_Provided text:_
========
A short but sentimental journey in the footsteps of Harold William Tilman: mountaineer, explorer and partisan
Text - Fabio dal Pan
Photos - Matteo Mocellin / Storyteller Lab
Pian di Granezza, 1,250 meters above sea level, southern edge of the Asiago Plateau.
It is the 7th of March, it is bitterly cold, and the rare patches of grass enduring heroically encircled by snow make us think that, perhaps, we should have been patient a little longer, exercising the cardinal virtue of prudence. Fortunately, it lasts only a moment; a puff of crisp air brings us back to reason, reminding us why we are up here and, more importantly, for whom.
Exactly here, shortly after midnight on August 31 eighty years ago, landed the parachute of Major Harold William Tilman, known as Bill. If this name does not ring a bell, all well and good, because it is one of the reasons why we embarked on this short journey. All well and good, but also quite strange because Harold William Tilman, known as Bill, was one of the most incredible characters of the 20th century. To make the point, the Wikipedia page dedicated to him reads: He can easily be called the last true explorer and romantic hero in the most nineteenth-century sense of the term.
========
_Questions to answer:_
(a) According to the account of the journey in Tilman's footsteps, when did Major Tilman's parachute land at Pian di Granezza?
(b) Summarize the account of the journey in Tilman's footsteps in two sentences.
(c) Write a continuation of the account of the journey in Tilman's footsteps, beginning right after its last sentence.

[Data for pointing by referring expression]
========
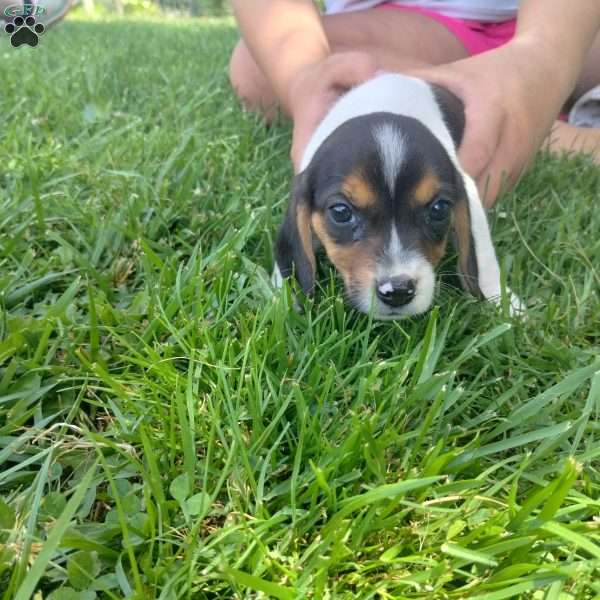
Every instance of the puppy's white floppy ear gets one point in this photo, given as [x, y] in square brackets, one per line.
[294, 252]
[477, 262]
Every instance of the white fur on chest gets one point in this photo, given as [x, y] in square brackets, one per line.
[392, 93]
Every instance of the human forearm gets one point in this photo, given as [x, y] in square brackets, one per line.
[557, 37]
[284, 37]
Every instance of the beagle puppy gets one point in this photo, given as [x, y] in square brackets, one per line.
[381, 190]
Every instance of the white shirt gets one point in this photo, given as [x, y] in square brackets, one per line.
[477, 10]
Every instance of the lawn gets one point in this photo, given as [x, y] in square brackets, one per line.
[170, 427]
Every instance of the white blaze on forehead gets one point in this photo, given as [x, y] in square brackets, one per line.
========
_Numbered answers:_
(a) Shortly after midnight on August 31, eighty years ago.

(b) On a bitterly cold March 7, the writers stand at Pian di Granezza, 1,250 meters above sea level on the southern edge of the Asiago Plateau, briefly doubting their timing before remembering why they came and for whom. This is where Major Harold William Tilman, known as Bill, landed by parachute eighty years ago, and the writers note that he is little known even though he was one of the most incredible characters of the 20th century.

(c)
To make the point even more clearly, Tilman was a middle ground--or rather, the synthesis--of Walter Bonatti (in 1936 he first climbed Nanga Devi, 7,816 meters, the highest peak ever climbed at that time, without supplemental oxygen), Ernest Shackleton (with a 13-meter wooden boat, the Mischief, he sailed more than 100.000 miles between Greenland, Patagonia and Antarctica) and George Orwell (he volunteered in both World War I and World War II, and thank goodness he left us many books, all written with a razor-sharp pen dipped not only in ink but also in a remarkable dose of that characteristically dry British humor).
En passant, in the early 1930s he also found time to cross Africa from east to west by bicycle, but that's not what we're going to talk about here (although, still, it wouldn't hurt to put that adventure on the calendar sooner or later, should our favorite magazine deem it a good investment).
If we are here - in early March, with a swine-like cold and a cyclocross world cup environment in Val di Sole - it is to follow in the footsteps of the H.W. Tilman partisan.
Our plan is quite simple: a three-day cycle-touring route from the Asiago Plateau to Belluno, via the Vette Feltrine and Cansiglio. Tilman at the time was a forty-six-year-old British officer and was sent (better, launched) here to act as a liaison between the partisans and the Allies.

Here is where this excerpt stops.